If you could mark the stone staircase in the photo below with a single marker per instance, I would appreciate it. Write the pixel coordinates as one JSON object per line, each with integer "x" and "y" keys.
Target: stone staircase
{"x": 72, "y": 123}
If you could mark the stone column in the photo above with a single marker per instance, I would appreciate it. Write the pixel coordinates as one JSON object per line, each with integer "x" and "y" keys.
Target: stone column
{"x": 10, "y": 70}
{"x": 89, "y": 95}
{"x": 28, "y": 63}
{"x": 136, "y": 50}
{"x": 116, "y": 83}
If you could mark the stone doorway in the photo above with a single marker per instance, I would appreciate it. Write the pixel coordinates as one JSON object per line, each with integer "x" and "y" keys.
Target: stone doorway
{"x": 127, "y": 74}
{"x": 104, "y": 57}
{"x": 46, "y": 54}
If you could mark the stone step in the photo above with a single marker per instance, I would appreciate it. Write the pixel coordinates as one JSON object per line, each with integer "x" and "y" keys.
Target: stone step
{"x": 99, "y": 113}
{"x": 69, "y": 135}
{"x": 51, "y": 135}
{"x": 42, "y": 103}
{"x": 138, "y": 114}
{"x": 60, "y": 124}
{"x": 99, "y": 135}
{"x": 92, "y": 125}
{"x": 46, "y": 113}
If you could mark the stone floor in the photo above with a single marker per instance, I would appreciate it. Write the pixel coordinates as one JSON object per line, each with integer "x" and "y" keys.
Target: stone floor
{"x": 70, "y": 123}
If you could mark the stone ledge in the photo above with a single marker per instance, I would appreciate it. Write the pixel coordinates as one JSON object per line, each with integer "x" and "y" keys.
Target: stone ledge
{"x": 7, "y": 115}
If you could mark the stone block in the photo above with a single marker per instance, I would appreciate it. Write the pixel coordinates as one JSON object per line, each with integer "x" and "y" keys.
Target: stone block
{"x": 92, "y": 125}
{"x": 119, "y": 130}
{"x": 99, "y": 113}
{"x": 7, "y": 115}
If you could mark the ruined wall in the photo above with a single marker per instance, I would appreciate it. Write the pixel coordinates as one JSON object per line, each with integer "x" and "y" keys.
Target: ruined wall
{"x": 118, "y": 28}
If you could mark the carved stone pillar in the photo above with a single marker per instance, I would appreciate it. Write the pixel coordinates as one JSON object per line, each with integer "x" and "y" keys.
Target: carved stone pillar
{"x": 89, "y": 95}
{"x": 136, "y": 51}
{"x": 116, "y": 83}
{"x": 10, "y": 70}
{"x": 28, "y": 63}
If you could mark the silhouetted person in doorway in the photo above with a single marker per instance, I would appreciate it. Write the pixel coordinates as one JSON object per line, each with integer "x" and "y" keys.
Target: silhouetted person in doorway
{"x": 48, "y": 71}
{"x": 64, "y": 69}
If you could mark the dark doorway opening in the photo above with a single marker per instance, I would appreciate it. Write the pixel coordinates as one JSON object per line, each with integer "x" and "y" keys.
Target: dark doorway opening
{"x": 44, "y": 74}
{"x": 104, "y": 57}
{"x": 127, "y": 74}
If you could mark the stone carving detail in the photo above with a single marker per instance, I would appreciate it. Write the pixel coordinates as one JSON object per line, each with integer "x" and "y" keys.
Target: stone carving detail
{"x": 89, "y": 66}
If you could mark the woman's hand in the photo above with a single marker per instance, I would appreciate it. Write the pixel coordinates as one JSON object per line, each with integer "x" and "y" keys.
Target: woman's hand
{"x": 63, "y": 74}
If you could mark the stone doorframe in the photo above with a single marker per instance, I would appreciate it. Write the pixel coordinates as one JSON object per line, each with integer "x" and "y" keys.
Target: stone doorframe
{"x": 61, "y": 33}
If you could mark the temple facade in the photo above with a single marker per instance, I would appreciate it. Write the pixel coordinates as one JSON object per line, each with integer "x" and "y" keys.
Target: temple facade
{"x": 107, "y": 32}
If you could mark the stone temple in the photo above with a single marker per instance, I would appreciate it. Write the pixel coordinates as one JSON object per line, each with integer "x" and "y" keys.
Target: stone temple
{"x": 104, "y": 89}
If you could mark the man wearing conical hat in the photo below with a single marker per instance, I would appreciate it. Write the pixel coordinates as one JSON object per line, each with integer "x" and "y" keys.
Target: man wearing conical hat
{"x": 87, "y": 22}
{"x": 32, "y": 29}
+ + +
The expected response is the full set of records, reproduced exactly.

If you could mark the stone staircase in the photo below with a single marker per instance, I would appreciate it. Write the pixel coordinates as one JSON object per line, each with integer "x" and "y" keys.
Target: stone staircase
{"x": 72, "y": 123}
If you could mark the stone column in the photo above with a single marker per instance, I would appreciate it. Write the pixel coordinates as one JSON object per line, each with integer "x" and "y" keys.
Target: stone column
{"x": 10, "y": 70}
{"x": 89, "y": 95}
{"x": 28, "y": 63}
{"x": 136, "y": 50}
{"x": 116, "y": 83}
If you could mark the stone doorway in the photo above with a single marker per instance, I would appreciate it. Write the pixel coordinates as one JSON object per line, each with integer "x" and "y" keys.
Target: stone doorway
{"x": 127, "y": 74}
{"x": 104, "y": 57}
{"x": 46, "y": 54}
If you could mark the stone step in the photo above with a single marker per instance, I would appreciate it. Write the pixel coordinates as one JSON object per line, each with integer "x" and "y" keys.
Target: stone step
{"x": 99, "y": 113}
{"x": 69, "y": 135}
{"x": 51, "y": 135}
{"x": 42, "y": 103}
{"x": 138, "y": 114}
{"x": 60, "y": 124}
{"x": 99, "y": 135}
{"x": 92, "y": 125}
{"x": 46, "y": 113}
If you could mark the stone floor in the photo above with a single marker per instance, I would appreciate it. Write the pixel coordinates as one JSON object per line, each with integer "x" and "y" keys.
Target: stone floor
{"x": 70, "y": 123}
If you could mark the stone ledge in the photo above with a single marker per instance, I would appreciate it. Write the pixel coordinates as one JSON object per line, each with integer "x" and "y" keys.
Target: stone ledge
{"x": 7, "y": 115}
If you could mark the stone block in the photo above with a single marker per instance, I would appreciate it. Write the pixel coordinates as one JSON object per line, each with integer "x" and "y" keys.
Target: stone block
{"x": 92, "y": 125}
{"x": 119, "y": 130}
{"x": 99, "y": 113}
{"x": 7, "y": 115}
If you could mark the ruined wall in the photo above with a single marker per instance, I would appreciate it. Write the pixel coordinates as one JSON object per line, each with integer "x" and "y" keys.
Target: ruined wall
{"x": 118, "y": 28}
If you could mark the carved stone pillar in the photo above with a single marker per instance, I would appreciate it. Write the pixel coordinates as one JSON object per line, each with integer "x" and "y" keys.
Target: carved stone pillar
{"x": 89, "y": 95}
{"x": 136, "y": 51}
{"x": 116, "y": 83}
{"x": 10, "y": 70}
{"x": 28, "y": 63}
If you could mark the silhouetted person in doorway in the photo above with a single marker per instance, I would appreciate it. Write the pixel coordinates as one JSON object per line, each with integer "x" and "y" keys.
Target: silhouetted person in doorway
{"x": 48, "y": 71}
{"x": 64, "y": 69}
If you could mark the dark doorway opening in the photo above with a single marker per instance, I would appreciate it. Write the pixel coordinates as one JSON object per line, each with integer "x" and "y" keys.
Target: dark doorway opening
{"x": 44, "y": 74}
{"x": 104, "y": 57}
{"x": 127, "y": 74}
If you could mark the stone carving detail in the photo above with a single marker per instance, I would appreciate it. Write the pixel coordinates as one JSON object per line, each with integer "x" and "y" keys.
Target: stone carving detail
{"x": 89, "y": 66}
If you could mark the woman's hand in the photo above with a single marker per instance, I would appreciate it. Write the pixel coordinates as one JSON object per line, each with integer "x" and "y" keys.
Target: woman's hand
{"x": 63, "y": 74}
If you could mark the stone doorframe in the photo above with a single marker per instance, I would appreciate it. Write the pixel coordinates as one JSON object per line, each with integer "x" and "y" keys.
Target: stone doorframe
{"x": 61, "y": 33}
If you could mark the temple facade in the photo above with a single marker per instance, I would appreciate it. Write the pixel coordinates as one JSON object per line, each with integer "x" and "y" keys.
Target: temple facade
{"x": 107, "y": 32}
If you could mark the stone temple in the photo above with a single marker per instance, I would appreciate it. Write the pixel coordinates as one JSON object per line, each with integer "x" and "y" keys.
Target: stone temple
{"x": 104, "y": 89}
If you could mark the man wearing conical hat in the photo below with a single marker per instance, I would appreciate it. Write the pixel coordinates as one JSON object per line, each with integer "x" and "y" keys.
Target: man wearing conical hat
{"x": 87, "y": 22}
{"x": 32, "y": 29}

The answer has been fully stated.